▶ Work item
Every line of the data below must be given again exactly.

▶ Given information
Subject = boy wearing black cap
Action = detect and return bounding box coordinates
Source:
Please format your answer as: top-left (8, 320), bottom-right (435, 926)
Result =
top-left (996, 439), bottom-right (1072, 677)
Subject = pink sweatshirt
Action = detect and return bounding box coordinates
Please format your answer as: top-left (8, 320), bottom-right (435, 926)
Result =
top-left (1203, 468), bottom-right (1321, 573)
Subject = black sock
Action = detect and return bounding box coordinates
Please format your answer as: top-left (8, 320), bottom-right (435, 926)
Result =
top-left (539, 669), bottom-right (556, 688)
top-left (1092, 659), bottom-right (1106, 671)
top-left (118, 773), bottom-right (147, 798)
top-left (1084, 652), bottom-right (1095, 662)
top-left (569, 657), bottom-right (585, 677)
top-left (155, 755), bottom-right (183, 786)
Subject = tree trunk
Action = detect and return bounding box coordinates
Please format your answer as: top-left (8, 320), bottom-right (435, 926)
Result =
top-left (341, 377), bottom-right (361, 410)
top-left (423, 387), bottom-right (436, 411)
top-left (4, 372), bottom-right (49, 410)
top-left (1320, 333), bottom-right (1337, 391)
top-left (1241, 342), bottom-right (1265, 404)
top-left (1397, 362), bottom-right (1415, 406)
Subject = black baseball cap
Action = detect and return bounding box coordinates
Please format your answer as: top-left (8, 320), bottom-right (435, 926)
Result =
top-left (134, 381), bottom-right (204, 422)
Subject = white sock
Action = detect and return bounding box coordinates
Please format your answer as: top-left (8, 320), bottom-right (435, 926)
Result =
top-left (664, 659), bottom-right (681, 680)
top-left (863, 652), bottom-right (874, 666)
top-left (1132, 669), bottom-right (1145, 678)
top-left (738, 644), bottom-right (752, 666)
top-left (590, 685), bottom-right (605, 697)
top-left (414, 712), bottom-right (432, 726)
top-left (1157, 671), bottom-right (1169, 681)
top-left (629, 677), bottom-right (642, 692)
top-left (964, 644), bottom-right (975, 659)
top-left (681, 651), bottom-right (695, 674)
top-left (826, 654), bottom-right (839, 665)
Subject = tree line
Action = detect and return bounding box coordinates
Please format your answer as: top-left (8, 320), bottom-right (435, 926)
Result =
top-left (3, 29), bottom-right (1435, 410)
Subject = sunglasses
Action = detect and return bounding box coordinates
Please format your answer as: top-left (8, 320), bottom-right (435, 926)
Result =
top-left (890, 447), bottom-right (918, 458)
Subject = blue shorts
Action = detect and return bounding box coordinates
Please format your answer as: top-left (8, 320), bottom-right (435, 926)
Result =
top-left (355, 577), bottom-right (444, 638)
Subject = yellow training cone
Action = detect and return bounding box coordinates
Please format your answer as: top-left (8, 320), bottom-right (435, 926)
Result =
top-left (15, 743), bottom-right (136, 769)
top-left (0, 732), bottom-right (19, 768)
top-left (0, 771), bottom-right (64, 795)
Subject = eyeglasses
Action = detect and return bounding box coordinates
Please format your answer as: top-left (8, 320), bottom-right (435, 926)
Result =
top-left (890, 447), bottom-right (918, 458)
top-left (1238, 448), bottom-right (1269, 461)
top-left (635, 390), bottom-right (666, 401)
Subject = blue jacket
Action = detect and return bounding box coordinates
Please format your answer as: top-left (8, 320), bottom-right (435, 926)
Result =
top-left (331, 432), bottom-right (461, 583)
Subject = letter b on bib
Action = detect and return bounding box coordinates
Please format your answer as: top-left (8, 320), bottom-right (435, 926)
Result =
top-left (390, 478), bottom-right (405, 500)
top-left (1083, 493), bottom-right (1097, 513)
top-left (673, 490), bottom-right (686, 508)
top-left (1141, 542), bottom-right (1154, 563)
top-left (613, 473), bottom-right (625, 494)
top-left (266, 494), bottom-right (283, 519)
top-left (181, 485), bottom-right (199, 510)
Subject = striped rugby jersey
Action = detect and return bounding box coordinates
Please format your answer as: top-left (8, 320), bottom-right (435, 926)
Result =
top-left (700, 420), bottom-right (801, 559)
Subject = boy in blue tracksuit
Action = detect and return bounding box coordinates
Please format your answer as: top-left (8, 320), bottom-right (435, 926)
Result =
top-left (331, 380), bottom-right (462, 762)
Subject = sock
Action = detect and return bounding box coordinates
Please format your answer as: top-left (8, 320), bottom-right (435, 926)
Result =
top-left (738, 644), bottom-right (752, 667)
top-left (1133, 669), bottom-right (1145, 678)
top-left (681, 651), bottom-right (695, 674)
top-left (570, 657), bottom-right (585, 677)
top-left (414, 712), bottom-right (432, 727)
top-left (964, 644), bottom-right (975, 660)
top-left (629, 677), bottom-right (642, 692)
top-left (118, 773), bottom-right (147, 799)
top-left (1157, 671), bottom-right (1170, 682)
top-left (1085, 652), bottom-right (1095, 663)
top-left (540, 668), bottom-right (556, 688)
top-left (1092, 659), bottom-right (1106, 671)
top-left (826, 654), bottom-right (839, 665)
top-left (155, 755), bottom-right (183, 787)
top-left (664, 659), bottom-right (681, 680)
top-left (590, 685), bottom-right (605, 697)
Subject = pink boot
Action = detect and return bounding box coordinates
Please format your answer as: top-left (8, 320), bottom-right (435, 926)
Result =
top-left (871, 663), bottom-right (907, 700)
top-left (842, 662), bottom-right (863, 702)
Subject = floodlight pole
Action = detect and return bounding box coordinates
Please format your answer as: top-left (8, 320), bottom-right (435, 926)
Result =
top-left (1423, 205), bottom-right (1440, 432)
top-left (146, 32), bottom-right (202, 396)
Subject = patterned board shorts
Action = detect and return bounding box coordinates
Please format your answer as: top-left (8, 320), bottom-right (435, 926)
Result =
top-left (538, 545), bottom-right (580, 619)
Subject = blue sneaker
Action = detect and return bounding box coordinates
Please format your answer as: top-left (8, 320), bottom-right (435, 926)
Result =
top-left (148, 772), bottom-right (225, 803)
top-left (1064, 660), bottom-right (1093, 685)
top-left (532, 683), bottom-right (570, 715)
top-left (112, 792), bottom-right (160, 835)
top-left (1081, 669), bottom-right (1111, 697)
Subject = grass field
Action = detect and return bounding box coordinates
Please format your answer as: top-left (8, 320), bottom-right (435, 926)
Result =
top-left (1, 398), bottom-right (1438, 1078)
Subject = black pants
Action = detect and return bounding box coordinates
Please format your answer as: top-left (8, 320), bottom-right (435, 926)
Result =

▶ Solved exercise
Subject = boy wearing black cap
Action = detect and return bounding box coordinates
Source:
Please format your answer as: top-left (8, 320), bottom-right (435, 926)
Result =
top-left (996, 439), bottom-right (1072, 677)
Subject = pink sweatshirt
Action = detect and return bounding box coordinates
Please format your answer as: top-left (8, 320), bottom-right (435, 926)
Result =
top-left (1203, 468), bottom-right (1321, 573)
Subject = black sock
Action = detect and return bounding box coordinates
Please format your answer as: top-left (8, 320), bottom-right (435, 926)
Result =
top-left (539, 669), bottom-right (556, 688)
top-left (1092, 659), bottom-right (1106, 671)
top-left (118, 773), bottom-right (147, 798)
top-left (1084, 652), bottom-right (1095, 662)
top-left (569, 657), bottom-right (585, 677)
top-left (155, 755), bottom-right (183, 786)
Subject = tree trunk
Action = detect and return bounding box coordinates
Please format your answer as: top-left (8, 320), bottom-right (435, 926)
Result =
top-left (341, 377), bottom-right (361, 410)
top-left (423, 387), bottom-right (436, 411)
top-left (4, 372), bottom-right (49, 410)
top-left (1320, 333), bottom-right (1337, 391)
top-left (1241, 342), bottom-right (1265, 404)
top-left (1397, 362), bottom-right (1415, 406)
Subject = black baseball cap
Action = detect and return bounding box coordinates
Please format your answer as: top-left (8, 320), bottom-right (435, 926)
Result =
top-left (134, 381), bottom-right (204, 422)
Subject = white sock
Action = detect and return bounding box coordinates
Please format your answer as: top-left (8, 320), bottom-right (435, 926)
Result =
top-left (664, 659), bottom-right (681, 680)
top-left (863, 652), bottom-right (874, 666)
top-left (1132, 669), bottom-right (1145, 678)
top-left (738, 644), bottom-right (752, 666)
top-left (590, 685), bottom-right (605, 697)
top-left (414, 712), bottom-right (432, 726)
top-left (1157, 671), bottom-right (1169, 681)
top-left (629, 677), bottom-right (642, 692)
top-left (964, 644), bottom-right (975, 659)
top-left (681, 651), bottom-right (695, 674)
top-left (826, 654), bottom-right (839, 665)
Subject = tree line
Action = detect and return bounding box coordinates
Please format your answer as: top-left (8, 320), bottom-right (435, 926)
Result =
top-left (3, 29), bottom-right (1435, 410)
Subject = sunglasses
Action = detect and return bounding box coordinates
Please format your answer as: top-left (8, 320), bottom-right (435, 926)
Result =
top-left (890, 447), bottom-right (918, 458)
Subject = blue shorts
Action = detect and return bounding box coordinates
Please format your answer as: top-left (8, 320), bottom-right (435, 926)
Result =
top-left (355, 577), bottom-right (444, 638)
Subject = yellow training cone
Action = detect and return bounding box coordinates
Please format your answer as: top-left (8, 320), bottom-right (435, 926)
Result =
top-left (15, 743), bottom-right (136, 769)
top-left (0, 732), bottom-right (19, 768)
top-left (0, 771), bottom-right (64, 795)
Subject = eyeglasses
Action = detect and return bounding box coordinates
Please format your answer as: top-left (8, 320), bottom-right (435, 926)
Result =
top-left (890, 447), bottom-right (918, 458)
top-left (1238, 448), bottom-right (1269, 461)
top-left (635, 390), bottom-right (666, 401)
Subject = blue jacket
Action = detect and return bounding box coordinates
Please format your answer as: top-left (8, 320), bottom-right (435, 926)
Result =
top-left (331, 432), bottom-right (461, 583)
Subject = letter b on bib
Action = detect and return bounding box coordinates
Please format your answer as: top-left (8, 320), bottom-right (435, 926)
Result =
top-left (390, 478), bottom-right (405, 500)
top-left (1083, 493), bottom-right (1097, 513)
top-left (673, 490), bottom-right (686, 508)
top-left (1141, 542), bottom-right (1154, 563)
top-left (613, 473), bottom-right (625, 494)
top-left (266, 494), bottom-right (283, 519)
top-left (181, 485), bottom-right (199, 510)
Subject = striped rugby jersey
Action = detect and return bounding box coordinates
Please format your answer as: top-left (8, 320), bottom-right (435, 926)
Result =
top-left (700, 420), bottom-right (801, 559)
Subject = boy in blue tracksuit
Action = detect and return bounding box coordinates
Please format your answer as: top-left (8, 320), bottom-right (435, 926)
Result =
top-left (331, 380), bottom-right (462, 762)
Subject = sock
Action = detect and return bounding box coordinates
Please format your answer as: top-left (8, 320), bottom-right (435, 926)
Result =
top-left (738, 644), bottom-right (752, 667)
top-left (1133, 669), bottom-right (1145, 678)
top-left (681, 651), bottom-right (695, 674)
top-left (570, 657), bottom-right (585, 677)
top-left (414, 712), bottom-right (432, 727)
top-left (964, 644), bottom-right (975, 660)
top-left (629, 677), bottom-right (642, 692)
top-left (118, 773), bottom-right (147, 799)
top-left (1157, 671), bottom-right (1170, 682)
top-left (1085, 652), bottom-right (1095, 663)
top-left (540, 668), bottom-right (556, 688)
top-left (1092, 659), bottom-right (1106, 671)
top-left (826, 654), bottom-right (839, 665)
top-left (155, 755), bottom-right (183, 787)
top-left (664, 659), bottom-right (681, 680)
top-left (590, 685), bottom-right (605, 697)
Subject = pink boot
Action = detect and return bounding box coordinates
Please format your answer as: top-left (8, 320), bottom-right (435, 926)
Result =
top-left (871, 663), bottom-right (907, 700)
top-left (842, 662), bottom-right (863, 702)
Subject = floodlight pole
Action = detect and return bounding box coordinates
Please format your answer as: top-left (8, 320), bottom-right (435, 926)
Result =
top-left (1423, 205), bottom-right (1440, 432)
top-left (146, 32), bottom-right (202, 396)
Subject = patterned board shorts
Action = detect and return bounding box coordinates
Please format your answer as: top-left (8, 320), bottom-right (435, 926)
Result =
top-left (538, 545), bottom-right (580, 619)
Subject = blue sneaker
Action = detect and return bounding box coordinates
Please format your answer as: top-left (8, 320), bottom-right (435, 926)
Result =
top-left (148, 772), bottom-right (225, 803)
top-left (1064, 660), bottom-right (1093, 685)
top-left (532, 683), bottom-right (570, 715)
top-left (112, 792), bottom-right (160, 835)
top-left (1081, 669), bottom-right (1111, 697)
Subject = grass field
Action = detect and return bounding box coordinates
Please format your answer as: top-left (8, 320), bottom-right (435, 926)
Result =
top-left (1, 398), bottom-right (1438, 1078)
Subject = black pants
Action = detect and return bounding box coordinates
Please format your answer as: top-left (8, 320), bottom-right (435, 926)
Result =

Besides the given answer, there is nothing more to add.